This task asks for the lines from the one with "Please annotate the tall" to the final line below, repeated exactly, with pictures omitted.

▸ **Exercise materials**
=== Section Start ===
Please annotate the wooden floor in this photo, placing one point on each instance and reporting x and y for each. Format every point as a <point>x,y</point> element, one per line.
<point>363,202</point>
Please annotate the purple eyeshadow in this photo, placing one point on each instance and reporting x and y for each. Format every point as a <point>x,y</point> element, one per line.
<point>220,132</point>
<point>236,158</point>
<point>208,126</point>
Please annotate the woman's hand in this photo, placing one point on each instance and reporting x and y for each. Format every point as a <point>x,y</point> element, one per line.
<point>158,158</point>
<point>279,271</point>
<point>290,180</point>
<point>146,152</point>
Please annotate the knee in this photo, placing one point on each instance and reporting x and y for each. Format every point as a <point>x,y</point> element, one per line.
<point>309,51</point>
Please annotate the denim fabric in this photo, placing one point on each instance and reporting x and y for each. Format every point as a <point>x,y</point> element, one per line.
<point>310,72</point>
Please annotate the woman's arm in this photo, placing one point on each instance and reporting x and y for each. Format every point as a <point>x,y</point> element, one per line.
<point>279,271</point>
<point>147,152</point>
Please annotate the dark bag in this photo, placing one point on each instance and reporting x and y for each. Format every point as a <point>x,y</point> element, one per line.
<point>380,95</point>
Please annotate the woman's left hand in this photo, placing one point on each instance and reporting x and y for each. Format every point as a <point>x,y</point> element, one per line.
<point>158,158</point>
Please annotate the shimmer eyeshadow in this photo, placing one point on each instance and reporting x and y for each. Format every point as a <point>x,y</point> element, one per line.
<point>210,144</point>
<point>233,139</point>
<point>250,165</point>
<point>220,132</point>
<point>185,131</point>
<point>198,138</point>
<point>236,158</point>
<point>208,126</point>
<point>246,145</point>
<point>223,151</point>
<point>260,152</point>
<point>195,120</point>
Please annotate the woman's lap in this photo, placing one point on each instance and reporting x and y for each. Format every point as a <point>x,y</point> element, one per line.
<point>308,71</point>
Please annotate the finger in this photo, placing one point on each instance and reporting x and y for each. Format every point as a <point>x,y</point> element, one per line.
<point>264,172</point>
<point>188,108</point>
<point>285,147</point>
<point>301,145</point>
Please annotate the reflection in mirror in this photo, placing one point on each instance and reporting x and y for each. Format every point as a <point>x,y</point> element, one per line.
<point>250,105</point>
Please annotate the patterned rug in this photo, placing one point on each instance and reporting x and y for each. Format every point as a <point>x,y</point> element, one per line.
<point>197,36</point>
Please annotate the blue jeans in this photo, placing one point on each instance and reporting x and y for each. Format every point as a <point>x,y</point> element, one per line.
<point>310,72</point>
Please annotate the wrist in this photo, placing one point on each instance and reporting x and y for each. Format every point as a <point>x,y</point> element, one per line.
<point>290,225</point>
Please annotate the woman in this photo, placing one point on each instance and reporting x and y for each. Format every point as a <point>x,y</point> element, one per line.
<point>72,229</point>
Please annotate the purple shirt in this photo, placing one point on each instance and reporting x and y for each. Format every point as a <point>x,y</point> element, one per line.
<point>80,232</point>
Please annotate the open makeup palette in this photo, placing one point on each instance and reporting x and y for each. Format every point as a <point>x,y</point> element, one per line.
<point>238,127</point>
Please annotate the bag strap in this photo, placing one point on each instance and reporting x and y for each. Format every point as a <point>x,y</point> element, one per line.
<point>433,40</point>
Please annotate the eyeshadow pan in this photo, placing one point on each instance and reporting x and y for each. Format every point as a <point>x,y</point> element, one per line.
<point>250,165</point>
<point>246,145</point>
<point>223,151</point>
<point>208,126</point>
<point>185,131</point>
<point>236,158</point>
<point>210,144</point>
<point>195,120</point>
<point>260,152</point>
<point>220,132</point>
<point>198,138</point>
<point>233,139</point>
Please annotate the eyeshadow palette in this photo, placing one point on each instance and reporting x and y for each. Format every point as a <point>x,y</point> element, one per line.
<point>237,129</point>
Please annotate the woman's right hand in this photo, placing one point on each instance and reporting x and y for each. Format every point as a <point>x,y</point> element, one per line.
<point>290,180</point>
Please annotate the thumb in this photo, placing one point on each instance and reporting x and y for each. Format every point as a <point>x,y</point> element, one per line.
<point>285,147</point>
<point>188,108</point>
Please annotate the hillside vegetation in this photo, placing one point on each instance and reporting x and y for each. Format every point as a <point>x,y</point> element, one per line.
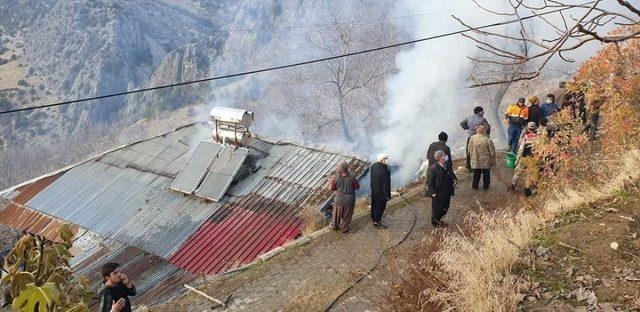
<point>489,265</point>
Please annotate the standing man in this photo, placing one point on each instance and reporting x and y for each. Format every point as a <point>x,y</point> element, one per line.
<point>440,187</point>
<point>117,289</point>
<point>470,125</point>
<point>550,107</point>
<point>344,184</point>
<point>483,157</point>
<point>526,164</point>
<point>535,112</point>
<point>517,115</point>
<point>441,144</point>
<point>380,189</point>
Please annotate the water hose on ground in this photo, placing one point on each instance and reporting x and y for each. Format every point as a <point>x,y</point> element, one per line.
<point>357,281</point>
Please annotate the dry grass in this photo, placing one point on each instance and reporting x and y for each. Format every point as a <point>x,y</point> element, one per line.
<point>363,204</point>
<point>312,220</point>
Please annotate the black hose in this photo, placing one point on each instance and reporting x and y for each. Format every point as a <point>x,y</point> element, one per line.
<point>356,282</point>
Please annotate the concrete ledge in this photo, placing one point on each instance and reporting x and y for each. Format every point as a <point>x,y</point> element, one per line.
<point>270,254</point>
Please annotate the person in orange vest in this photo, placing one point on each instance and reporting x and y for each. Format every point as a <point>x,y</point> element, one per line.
<point>517,116</point>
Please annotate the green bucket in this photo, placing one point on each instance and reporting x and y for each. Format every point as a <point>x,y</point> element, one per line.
<point>511,160</point>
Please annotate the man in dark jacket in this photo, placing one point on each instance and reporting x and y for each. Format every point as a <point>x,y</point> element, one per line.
<point>535,112</point>
<point>117,289</point>
<point>440,187</point>
<point>380,189</point>
<point>441,144</point>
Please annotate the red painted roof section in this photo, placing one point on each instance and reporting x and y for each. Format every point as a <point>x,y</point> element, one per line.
<point>268,216</point>
<point>239,238</point>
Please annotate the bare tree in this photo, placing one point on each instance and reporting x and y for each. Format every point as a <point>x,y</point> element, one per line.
<point>345,93</point>
<point>572,26</point>
<point>482,72</point>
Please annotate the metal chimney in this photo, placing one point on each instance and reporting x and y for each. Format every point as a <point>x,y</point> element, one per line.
<point>231,125</point>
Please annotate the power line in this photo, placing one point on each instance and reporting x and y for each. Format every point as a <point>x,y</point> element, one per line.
<point>303,63</point>
<point>337,23</point>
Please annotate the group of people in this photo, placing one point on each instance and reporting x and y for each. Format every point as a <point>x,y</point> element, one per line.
<point>526,120</point>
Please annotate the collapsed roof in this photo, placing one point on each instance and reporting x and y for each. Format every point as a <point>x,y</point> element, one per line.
<point>123,205</point>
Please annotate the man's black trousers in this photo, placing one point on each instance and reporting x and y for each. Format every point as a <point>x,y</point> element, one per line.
<point>486,178</point>
<point>378,205</point>
<point>439,207</point>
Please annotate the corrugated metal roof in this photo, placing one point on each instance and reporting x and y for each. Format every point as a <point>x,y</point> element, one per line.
<point>156,279</point>
<point>125,195</point>
<point>268,217</point>
<point>24,219</point>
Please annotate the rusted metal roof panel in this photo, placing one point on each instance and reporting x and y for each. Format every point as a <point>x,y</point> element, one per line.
<point>268,216</point>
<point>34,222</point>
<point>156,279</point>
<point>125,204</point>
<point>125,195</point>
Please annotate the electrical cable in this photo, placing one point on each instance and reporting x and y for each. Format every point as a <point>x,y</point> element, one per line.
<point>267,69</point>
<point>357,281</point>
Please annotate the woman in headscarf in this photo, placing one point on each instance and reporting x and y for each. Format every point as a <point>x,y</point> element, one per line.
<point>344,184</point>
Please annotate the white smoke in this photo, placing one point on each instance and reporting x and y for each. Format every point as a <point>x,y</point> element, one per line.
<point>425,97</point>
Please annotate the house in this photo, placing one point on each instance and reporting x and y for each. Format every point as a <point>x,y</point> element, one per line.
<point>179,205</point>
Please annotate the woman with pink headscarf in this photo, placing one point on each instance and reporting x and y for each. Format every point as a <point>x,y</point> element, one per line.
<point>344,184</point>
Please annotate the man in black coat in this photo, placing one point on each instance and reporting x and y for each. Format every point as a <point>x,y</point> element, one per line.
<point>440,187</point>
<point>380,189</point>
<point>441,144</point>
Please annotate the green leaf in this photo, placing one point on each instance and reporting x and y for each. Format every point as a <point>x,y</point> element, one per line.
<point>45,297</point>
<point>80,307</point>
<point>20,280</point>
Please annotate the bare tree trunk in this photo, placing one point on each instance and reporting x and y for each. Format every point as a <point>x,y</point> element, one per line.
<point>496,115</point>
<point>343,122</point>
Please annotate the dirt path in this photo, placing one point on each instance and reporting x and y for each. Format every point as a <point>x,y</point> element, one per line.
<point>310,277</point>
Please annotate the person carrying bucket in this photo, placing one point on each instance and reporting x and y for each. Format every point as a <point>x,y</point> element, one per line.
<point>517,116</point>
<point>526,163</point>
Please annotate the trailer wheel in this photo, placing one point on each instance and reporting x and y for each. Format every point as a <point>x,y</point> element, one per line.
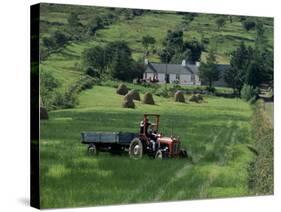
<point>136,149</point>
<point>92,149</point>
<point>159,155</point>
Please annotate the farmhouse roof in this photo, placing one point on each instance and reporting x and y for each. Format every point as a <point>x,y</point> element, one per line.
<point>171,68</point>
<point>178,68</point>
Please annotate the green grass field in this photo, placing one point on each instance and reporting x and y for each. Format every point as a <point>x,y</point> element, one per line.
<point>215,134</point>
<point>66,65</point>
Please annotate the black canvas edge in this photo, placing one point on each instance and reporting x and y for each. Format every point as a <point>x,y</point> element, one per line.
<point>34,109</point>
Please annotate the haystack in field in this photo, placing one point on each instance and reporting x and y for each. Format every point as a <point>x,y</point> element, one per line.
<point>179,96</point>
<point>135,94</point>
<point>148,99</point>
<point>43,113</point>
<point>122,89</point>
<point>196,98</point>
<point>199,97</point>
<point>128,102</point>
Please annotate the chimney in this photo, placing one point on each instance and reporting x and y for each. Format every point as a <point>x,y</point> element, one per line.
<point>183,63</point>
<point>145,61</point>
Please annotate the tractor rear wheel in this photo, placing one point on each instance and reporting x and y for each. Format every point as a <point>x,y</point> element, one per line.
<point>136,149</point>
<point>159,155</point>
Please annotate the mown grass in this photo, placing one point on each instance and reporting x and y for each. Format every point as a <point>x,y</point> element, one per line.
<point>215,133</point>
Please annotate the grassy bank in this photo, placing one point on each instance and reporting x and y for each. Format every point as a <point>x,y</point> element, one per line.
<point>261,172</point>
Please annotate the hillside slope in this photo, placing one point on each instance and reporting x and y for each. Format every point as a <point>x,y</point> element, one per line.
<point>65,64</point>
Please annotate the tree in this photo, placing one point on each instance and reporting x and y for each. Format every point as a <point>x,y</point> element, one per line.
<point>220,22</point>
<point>94,24</point>
<point>195,48</point>
<point>174,40</point>
<point>208,71</point>
<point>248,25</point>
<point>60,38</point>
<point>122,66</point>
<point>48,86</point>
<point>240,59</point>
<point>166,55</point>
<point>73,20</point>
<point>147,41</point>
<point>95,57</point>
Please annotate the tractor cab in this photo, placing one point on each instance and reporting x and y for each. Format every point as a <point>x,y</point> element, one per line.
<point>153,143</point>
<point>147,127</point>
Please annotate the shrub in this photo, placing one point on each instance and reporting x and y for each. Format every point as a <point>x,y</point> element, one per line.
<point>196,98</point>
<point>148,99</point>
<point>162,92</point>
<point>122,89</point>
<point>248,93</point>
<point>92,72</point>
<point>128,101</point>
<point>134,94</point>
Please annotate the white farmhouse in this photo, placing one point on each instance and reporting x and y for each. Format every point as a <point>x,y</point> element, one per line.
<point>183,74</point>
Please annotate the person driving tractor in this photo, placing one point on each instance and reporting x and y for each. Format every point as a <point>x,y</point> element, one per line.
<point>149,129</point>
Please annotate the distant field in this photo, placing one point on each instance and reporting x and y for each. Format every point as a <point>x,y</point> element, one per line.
<point>66,64</point>
<point>215,134</point>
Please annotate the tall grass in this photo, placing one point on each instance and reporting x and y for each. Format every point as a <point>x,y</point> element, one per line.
<point>215,134</point>
<point>261,172</point>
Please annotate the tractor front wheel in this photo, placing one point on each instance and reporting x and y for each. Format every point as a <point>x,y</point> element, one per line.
<point>92,150</point>
<point>183,153</point>
<point>136,149</point>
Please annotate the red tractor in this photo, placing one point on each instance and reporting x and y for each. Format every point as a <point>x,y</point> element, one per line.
<point>151,142</point>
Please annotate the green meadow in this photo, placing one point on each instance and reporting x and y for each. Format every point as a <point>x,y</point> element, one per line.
<point>66,64</point>
<point>215,133</point>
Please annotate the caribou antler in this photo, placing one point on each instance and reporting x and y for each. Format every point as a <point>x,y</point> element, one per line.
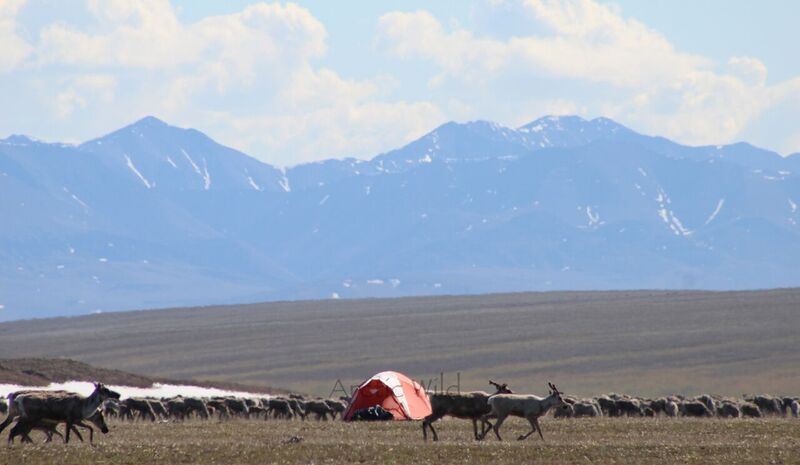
=== Section End ===
▸ **Written reply**
Please annotate the tall grass in this photo, placing one point on each instance and reporting x and y for each. Format every point as a <point>x,y</point> element, one per line.
<point>215,134</point>
<point>261,172</point>
Please annotate the tractor front wheel in this photo, placing one point on each instance and reporting x and y for each. Format every point as a <point>x,y</point> element, one per line.
<point>92,150</point>
<point>183,153</point>
<point>136,149</point>
Please annotate the red tractor in this photo, placing one point on each instance and reporting x and y for each. Format every point as a <point>x,y</point> element, one per line.
<point>151,142</point>
Please annotate the green meadow in this photo, placing one point on each instance and reporting x and y for each. Format every point as a <point>x,y</point> element, one per line.
<point>66,64</point>
<point>215,133</point>
Please annotate the caribou antler in this photo, placing one point on each instance and reporting x and y for each. Format every point as a <point>x,y</point> element, one per line.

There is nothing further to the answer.